* [GIVEN TASK]
Swap each "salad vegetable" in the material below for "leafy greens" and write the material out again with nothing else changed. Leave the pictures out.

* [EXCERPTED RECORDS]
begin

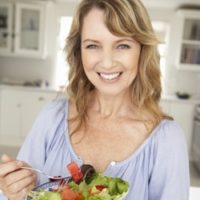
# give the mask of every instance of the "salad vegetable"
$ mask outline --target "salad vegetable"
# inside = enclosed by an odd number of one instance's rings
[[[32,191],[32,200],[122,200],[128,192],[128,182],[95,172],[90,165],[81,169],[76,163],[68,165],[72,178],[53,191]]]

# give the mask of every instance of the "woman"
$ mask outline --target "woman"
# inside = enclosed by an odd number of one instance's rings
[[[10,200],[46,181],[20,166],[68,176],[71,161],[128,181],[127,200],[188,199],[184,137],[159,108],[157,44],[139,0],[80,2],[66,43],[68,98],[42,111],[17,160],[2,158]]]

end

* [ANSWER FOR THE TASK]
# give the mask of every instance of the "leafy greens"
$ mask outline --target "leafy greens"
# inside = enclosed by an odd number of one instance's rings
[[[32,191],[32,200],[122,200],[128,192],[128,182],[95,172],[90,165],[81,169],[76,163],[68,165],[72,178],[53,191]]]

# give the mask of every instance of the "woman"
$ mask outline --target "woman"
# inside = enclosed by an odd number of one instance's rings
[[[10,200],[46,181],[20,166],[68,176],[71,161],[128,181],[127,200],[188,199],[184,137],[159,108],[157,44],[139,0],[80,2],[66,43],[68,98],[42,111],[17,160],[2,158]]]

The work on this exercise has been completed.